# TASK INSTRUCTIONS:
Give the lines again exactly, from the one holding "Provide the location of each instance of the brown" to the last line of the listing below, both ends included and nothing added.
[start]
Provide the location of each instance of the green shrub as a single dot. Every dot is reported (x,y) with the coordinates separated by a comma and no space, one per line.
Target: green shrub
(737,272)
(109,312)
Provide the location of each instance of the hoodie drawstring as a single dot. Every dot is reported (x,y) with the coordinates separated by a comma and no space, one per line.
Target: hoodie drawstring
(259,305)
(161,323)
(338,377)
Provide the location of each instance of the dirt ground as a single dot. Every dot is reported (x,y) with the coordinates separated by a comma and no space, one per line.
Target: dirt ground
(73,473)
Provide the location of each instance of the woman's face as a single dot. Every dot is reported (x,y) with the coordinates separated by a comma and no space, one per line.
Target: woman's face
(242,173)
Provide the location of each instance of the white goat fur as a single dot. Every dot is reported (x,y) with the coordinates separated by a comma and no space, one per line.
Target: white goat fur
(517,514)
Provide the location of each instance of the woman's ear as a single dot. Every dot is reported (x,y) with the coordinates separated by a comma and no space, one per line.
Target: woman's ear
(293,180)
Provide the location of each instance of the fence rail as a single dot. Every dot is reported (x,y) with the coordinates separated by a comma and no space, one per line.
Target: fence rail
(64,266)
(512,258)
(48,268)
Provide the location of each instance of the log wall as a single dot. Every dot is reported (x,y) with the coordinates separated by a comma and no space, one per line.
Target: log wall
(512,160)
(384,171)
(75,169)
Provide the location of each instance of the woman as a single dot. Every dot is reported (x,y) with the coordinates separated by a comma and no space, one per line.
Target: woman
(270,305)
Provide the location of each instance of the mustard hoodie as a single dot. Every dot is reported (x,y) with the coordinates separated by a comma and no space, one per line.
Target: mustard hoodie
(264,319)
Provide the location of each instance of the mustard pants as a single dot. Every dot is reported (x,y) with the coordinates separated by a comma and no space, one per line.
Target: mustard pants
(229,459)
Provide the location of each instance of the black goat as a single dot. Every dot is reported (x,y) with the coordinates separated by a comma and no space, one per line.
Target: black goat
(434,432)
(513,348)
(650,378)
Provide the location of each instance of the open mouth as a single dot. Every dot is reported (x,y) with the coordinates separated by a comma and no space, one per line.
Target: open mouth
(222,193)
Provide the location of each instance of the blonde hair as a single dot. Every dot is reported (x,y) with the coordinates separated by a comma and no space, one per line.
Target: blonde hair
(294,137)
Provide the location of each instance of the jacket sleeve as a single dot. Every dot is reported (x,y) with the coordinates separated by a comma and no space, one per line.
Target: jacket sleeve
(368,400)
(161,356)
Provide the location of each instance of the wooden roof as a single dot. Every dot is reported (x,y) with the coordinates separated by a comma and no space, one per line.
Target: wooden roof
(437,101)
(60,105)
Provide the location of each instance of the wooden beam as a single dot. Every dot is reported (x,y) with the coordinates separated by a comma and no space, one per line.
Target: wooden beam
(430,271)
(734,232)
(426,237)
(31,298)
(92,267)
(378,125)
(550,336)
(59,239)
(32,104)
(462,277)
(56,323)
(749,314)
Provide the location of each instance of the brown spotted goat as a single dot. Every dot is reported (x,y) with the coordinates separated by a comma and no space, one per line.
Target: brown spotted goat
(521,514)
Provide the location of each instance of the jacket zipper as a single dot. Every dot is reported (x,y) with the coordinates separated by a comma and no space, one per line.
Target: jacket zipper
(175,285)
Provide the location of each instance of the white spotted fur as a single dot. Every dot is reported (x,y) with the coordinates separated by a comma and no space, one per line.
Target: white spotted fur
[end]
# SOLVED PROBLEM:
Provide the location of each instance of the brown spotted goat as a single dot. Every dot is reported (x,y) with the coordinates separated by a comma and no space, one per line.
Target: brown spotted goat
(521,514)
Provide the location of each instance of the jacket zipper as a single dot. Every dot is reported (x,y) with the coordinates separated by a comma and no space, one per line.
Target: jacket zipper
(175,285)
Provide the location of each instance of the white spotted fur as a single dot. Every dot is reported (x,y) with the coordinates separated by a comma and no space, one per line.
Target: white spotted fur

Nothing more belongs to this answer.